Reproduce the lines from the one with "task | identify every instance of the grand" through the end of the records, requests included, offsetting every x and y coordinate in the answers by adding 13.

[begin Input for this task]

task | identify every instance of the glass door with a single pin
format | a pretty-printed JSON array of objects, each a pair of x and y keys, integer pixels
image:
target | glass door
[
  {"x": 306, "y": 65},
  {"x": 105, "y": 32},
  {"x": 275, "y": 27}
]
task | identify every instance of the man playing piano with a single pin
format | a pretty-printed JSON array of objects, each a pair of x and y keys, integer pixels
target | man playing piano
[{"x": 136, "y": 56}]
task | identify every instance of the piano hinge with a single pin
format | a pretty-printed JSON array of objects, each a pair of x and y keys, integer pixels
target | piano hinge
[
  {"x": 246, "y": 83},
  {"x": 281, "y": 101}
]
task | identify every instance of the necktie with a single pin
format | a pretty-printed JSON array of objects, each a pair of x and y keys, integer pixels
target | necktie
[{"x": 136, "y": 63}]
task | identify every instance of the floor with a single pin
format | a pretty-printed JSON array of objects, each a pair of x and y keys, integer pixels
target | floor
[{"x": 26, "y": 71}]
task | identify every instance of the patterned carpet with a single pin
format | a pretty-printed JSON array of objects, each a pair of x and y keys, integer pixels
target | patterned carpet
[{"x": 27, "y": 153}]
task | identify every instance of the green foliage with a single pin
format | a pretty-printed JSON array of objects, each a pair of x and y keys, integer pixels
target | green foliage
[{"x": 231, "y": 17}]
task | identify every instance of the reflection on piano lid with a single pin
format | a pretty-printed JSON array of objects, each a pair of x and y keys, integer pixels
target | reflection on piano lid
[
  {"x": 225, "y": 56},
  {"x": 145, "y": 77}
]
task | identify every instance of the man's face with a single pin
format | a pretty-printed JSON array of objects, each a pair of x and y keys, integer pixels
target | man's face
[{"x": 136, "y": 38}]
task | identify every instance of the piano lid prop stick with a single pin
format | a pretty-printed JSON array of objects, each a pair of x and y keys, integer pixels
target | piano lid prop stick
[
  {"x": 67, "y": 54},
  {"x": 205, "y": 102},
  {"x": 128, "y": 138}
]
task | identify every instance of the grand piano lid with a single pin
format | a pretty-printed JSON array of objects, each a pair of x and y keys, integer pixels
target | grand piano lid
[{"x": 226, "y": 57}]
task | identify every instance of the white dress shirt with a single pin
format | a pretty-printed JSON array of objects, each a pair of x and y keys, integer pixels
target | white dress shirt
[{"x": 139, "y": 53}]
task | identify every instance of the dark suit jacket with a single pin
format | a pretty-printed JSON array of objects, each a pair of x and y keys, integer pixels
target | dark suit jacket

[end Input for this task]

:: Task response ::
task | identify every instance of the grand piano lid with a single pin
format | a pretty-printed JSON array of objects, each a pair of x and y keys, integer pixels
target | grand piano lid
[{"x": 239, "y": 70}]
task | identify every instance of the white dress shirt with a single pin
format | a pretty-printed JSON array of objects, each a pair of x and y keys, integer pixels
target | white dress shirt
[{"x": 152, "y": 66}]
task | identify every instance of the dark suit jacket with a single pin
format | a pretty-printed JSON array of objects, each a pair of x and y keys, integer pixels
target | dark suit jacket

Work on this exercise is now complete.